Records supplied:
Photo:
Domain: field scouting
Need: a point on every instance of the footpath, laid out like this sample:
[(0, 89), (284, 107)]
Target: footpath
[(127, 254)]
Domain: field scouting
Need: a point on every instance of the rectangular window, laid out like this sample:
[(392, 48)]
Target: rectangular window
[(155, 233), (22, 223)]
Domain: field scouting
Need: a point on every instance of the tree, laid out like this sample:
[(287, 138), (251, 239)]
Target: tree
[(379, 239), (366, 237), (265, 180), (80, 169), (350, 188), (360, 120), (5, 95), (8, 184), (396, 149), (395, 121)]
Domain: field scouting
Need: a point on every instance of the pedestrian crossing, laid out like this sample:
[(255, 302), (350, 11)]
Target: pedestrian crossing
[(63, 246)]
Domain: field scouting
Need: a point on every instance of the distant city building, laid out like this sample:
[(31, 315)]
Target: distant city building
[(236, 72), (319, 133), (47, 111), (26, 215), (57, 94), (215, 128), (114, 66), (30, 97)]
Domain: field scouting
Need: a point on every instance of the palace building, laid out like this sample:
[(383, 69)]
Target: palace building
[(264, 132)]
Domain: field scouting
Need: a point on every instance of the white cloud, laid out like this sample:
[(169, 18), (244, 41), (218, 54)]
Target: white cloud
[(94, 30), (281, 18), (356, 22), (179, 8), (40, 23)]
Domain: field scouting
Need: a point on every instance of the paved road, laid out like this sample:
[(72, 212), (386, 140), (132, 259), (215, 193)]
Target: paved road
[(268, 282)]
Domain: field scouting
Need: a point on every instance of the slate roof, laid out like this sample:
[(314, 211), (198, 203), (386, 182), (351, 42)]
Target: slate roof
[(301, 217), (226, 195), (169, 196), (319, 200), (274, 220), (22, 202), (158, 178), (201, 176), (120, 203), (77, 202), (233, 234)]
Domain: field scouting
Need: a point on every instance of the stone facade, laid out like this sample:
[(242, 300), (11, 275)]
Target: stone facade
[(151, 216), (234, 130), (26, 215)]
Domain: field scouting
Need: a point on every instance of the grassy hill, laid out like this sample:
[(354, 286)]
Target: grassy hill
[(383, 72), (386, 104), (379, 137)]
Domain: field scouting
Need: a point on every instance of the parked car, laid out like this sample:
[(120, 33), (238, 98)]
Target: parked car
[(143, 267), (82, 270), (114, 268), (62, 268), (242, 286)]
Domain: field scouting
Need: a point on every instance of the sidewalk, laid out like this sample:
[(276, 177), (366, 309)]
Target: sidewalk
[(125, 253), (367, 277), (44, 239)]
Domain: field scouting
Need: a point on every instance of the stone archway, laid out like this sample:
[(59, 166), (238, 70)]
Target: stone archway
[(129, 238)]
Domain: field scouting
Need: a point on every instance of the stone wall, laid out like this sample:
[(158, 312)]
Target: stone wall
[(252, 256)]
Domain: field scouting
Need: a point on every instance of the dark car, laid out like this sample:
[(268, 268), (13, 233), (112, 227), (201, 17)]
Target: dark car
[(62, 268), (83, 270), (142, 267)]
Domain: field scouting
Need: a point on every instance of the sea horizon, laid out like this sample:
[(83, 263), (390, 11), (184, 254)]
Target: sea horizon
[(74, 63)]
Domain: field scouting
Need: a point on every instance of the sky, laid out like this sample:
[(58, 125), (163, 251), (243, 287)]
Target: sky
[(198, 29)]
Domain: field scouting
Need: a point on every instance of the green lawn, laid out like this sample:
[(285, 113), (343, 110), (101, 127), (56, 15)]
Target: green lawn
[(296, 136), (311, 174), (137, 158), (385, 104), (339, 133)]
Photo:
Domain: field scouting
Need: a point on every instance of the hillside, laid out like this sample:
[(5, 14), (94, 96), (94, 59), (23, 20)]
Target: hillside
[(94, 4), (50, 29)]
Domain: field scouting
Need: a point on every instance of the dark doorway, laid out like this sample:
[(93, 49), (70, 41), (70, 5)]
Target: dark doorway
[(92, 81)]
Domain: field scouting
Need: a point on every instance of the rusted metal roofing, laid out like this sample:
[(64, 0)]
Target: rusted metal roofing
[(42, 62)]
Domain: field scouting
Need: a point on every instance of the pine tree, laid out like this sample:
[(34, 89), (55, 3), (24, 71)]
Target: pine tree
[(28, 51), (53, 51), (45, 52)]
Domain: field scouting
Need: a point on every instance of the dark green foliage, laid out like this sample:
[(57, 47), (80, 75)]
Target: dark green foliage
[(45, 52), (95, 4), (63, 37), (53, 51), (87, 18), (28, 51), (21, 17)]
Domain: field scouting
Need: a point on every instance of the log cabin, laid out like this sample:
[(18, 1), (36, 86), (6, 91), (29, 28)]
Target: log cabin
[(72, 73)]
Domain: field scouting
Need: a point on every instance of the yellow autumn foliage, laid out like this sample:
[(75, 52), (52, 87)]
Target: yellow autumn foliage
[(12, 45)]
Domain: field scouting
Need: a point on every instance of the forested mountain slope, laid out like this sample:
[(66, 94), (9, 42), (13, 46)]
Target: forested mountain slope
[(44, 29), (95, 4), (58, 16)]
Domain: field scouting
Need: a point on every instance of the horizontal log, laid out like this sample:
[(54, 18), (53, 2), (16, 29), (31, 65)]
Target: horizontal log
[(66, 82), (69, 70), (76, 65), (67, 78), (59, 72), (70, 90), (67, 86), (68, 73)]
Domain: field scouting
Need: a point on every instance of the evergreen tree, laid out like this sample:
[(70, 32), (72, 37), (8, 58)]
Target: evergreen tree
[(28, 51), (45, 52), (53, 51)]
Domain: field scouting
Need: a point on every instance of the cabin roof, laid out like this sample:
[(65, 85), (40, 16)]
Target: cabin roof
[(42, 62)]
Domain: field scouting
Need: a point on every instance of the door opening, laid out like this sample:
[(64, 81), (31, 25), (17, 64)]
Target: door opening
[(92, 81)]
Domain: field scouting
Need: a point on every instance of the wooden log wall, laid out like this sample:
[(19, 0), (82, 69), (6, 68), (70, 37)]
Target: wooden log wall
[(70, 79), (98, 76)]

Problem to solve: Return all the data exactly as given.

Solution below:
Photo:
Domain: field scouting
Need: a point on every instance of the footpath, laid out like this sample:
[(0, 89), (284, 107)]
Target: footpath
[(127, 254)]
Domain: field scouting
Need: a point on every instance of the rectangular window, laid out like this sample:
[(392, 48)]
Target: rectangular window
[(155, 233), (22, 223)]
Domain: field scouting
Need: a point on every instance of the tree, laid out like this sample:
[(287, 138), (251, 239)]
Target: tree
[(379, 239), (366, 237), (265, 180), (80, 169), (350, 188), (360, 120), (5, 95), (8, 184), (396, 149), (395, 121)]
Domain: field scouting
Need: a point on every instance of the pedestrian crossing, laid out like this sample:
[(255, 302), (350, 11)]
Target: pedestrian crossing
[(63, 246)]
Domain: field scouting
Need: a point on every instance of the distant city building, laid out like this sample:
[(31, 315)]
Target: distant city building
[(236, 72), (319, 133), (47, 111), (26, 215), (57, 94), (215, 128), (114, 66), (30, 97)]
Domain: field scouting
Need: a point on every instance of the palace building, laid out like this sample:
[(383, 69)]
Target: palace building
[(264, 132)]
Domain: field scouting
Need: a point on every instance of the white cloud, laid out like this sample:
[(169, 18), (244, 41), (218, 54)]
Target: white cloud
[(94, 30), (281, 18), (356, 22), (179, 8), (40, 23)]
Domain: field scouting
Need: a point on every instance of the paved road, laid out like this sample:
[(72, 212), (386, 140), (132, 259), (215, 193)]
Target: paved road
[(268, 282)]
Domain: field scouting
Need: a point on every instance of the slate roof, laid out like this sample:
[(314, 211), (198, 203), (386, 182), (351, 42)]
Target: slate roof
[(301, 217), (226, 195), (169, 196), (319, 200), (274, 220), (22, 202), (158, 178), (201, 176), (120, 203), (77, 202), (233, 234)]
Domain: field scouting
Need: a point on every instance of the stone facade, laid out like this sample:
[(242, 300), (11, 275)]
Target: stone facade
[(151, 216), (234, 130), (26, 215)]
Domain: field scouting
Need: a point on every instance of the grassy hill, laid out like this sample:
[(354, 286)]
Target: grassy hill
[(383, 72), (386, 104), (379, 137)]
Domain: field scouting
Need: a point on every instance of the parked car, laid out like this sample:
[(120, 33), (238, 98)]
Target: parked car
[(143, 267), (82, 270), (114, 268), (62, 268), (242, 286)]
Domain: field scouting
Need: a point on every instance of the sidewalk, laid out like this sample:
[(276, 177), (366, 309)]
Target: sidewalk
[(125, 253), (367, 277), (44, 239)]
Domain: field scouting
Need: a point on every instance of the stone archway, laid out like this sample:
[(59, 166), (238, 70)]
Target: stone archway
[(129, 238)]
Domain: field scouting
Need: a point on every instance of the stone wall, laid out like this sample:
[(158, 312)]
Target: stone wall
[(252, 256)]
Domain: field scouting
Need: a point on every instance of the dark car, laid out like this sample:
[(268, 268), (13, 233), (112, 227), (201, 17)]
Target: dark car
[(62, 268), (83, 270), (142, 267)]
Domain: field scouting
Need: a point on every instance of the sea horizon, laid out like this sample:
[(83, 263), (390, 11), (184, 254)]
Target: sea horizon
[(74, 63)]
Domain: field scouting
Need: a point on every instance of the sky, laid out like this sample:
[(58, 125), (163, 251), (243, 287)]
Target: sky
[(198, 29)]
Domain: field scouting
Need: a point on every instance of the green lawn, laid out like this sample:
[(285, 113), (343, 110), (101, 127), (56, 15)]
Target: green lawn
[(296, 136), (311, 174), (137, 158), (385, 104), (339, 133)]
Photo:
Domain: field scouting
Need: a point on every instance of the hillside, laid out like this sample:
[(5, 14), (94, 96), (94, 59), (23, 20)]
Target: hillside
[(94, 4), (50, 29)]
Domain: field scouting
Need: a point on every instance of the dark doorway, laid out like this sample:
[(93, 49), (70, 41), (70, 5)]
Target: dark doorway
[(92, 81)]
Domain: field scouting
Need: a point on every instance of the rusted metal roofing, laid out like this sample:
[(64, 0)]
Target: rusted metal roofing
[(42, 62)]
Domain: field scouting
Need: a point on every instance of the pine tree, laid out like this sample:
[(34, 89), (55, 3), (24, 71)]
Target: pine tree
[(28, 51), (53, 51), (45, 52)]
Domain: field scouting
Need: a point on every instance of the dark green foliage, laid out like this sample:
[(57, 47), (80, 75)]
Target: dark green foliage
[(45, 52), (95, 4), (63, 37), (53, 51), (87, 18), (28, 51), (21, 17)]
Domain: field scouting
Need: a point on every instance of the log cabin, laid out like this sample:
[(18, 1), (36, 86), (6, 91), (29, 28)]
Target: log cabin
[(72, 73)]
Domain: field scouting
Need: a point on every instance of the yellow autumn foliage, laid out like this sample:
[(75, 52), (52, 87)]
Target: yellow autumn foliage
[(12, 45)]
Domain: field scouting
Need: a point on every instance of the forested mountain slope, laid out like this sample:
[(66, 94), (9, 42), (13, 46)]
Target: forested mountain slope
[(44, 29), (95, 4), (58, 16)]
Domain: field scouting
Need: a point on every instance of the horizontal log, laid out like this sample:
[(54, 18), (53, 2), (16, 29), (31, 65)]
Target: horizontal log
[(66, 82), (69, 70), (76, 65), (67, 78), (59, 72), (70, 90), (67, 86), (68, 73)]
Domain: field scouting
Need: a point on every instance of the evergreen tree, laid out like this sample:
[(70, 32), (72, 37), (8, 58)]
Target: evergreen tree
[(28, 51), (45, 52), (53, 51)]
Domain: field scouting
Need: a point on every instance of the cabin roof, laid out like this sample:
[(65, 85), (40, 16)]
Target: cabin roof
[(42, 62)]
Domain: field scouting
Need: a point on every instance of the door opening, laid out like this sample:
[(64, 81), (31, 25), (17, 64)]
Target: door opening
[(92, 81)]
Domain: field scouting
Need: a point on every instance of the wooden log wall, laid out like this sample:
[(19, 0), (82, 69), (6, 68), (70, 37)]
Target: wooden log wall
[(70, 79), (98, 76)]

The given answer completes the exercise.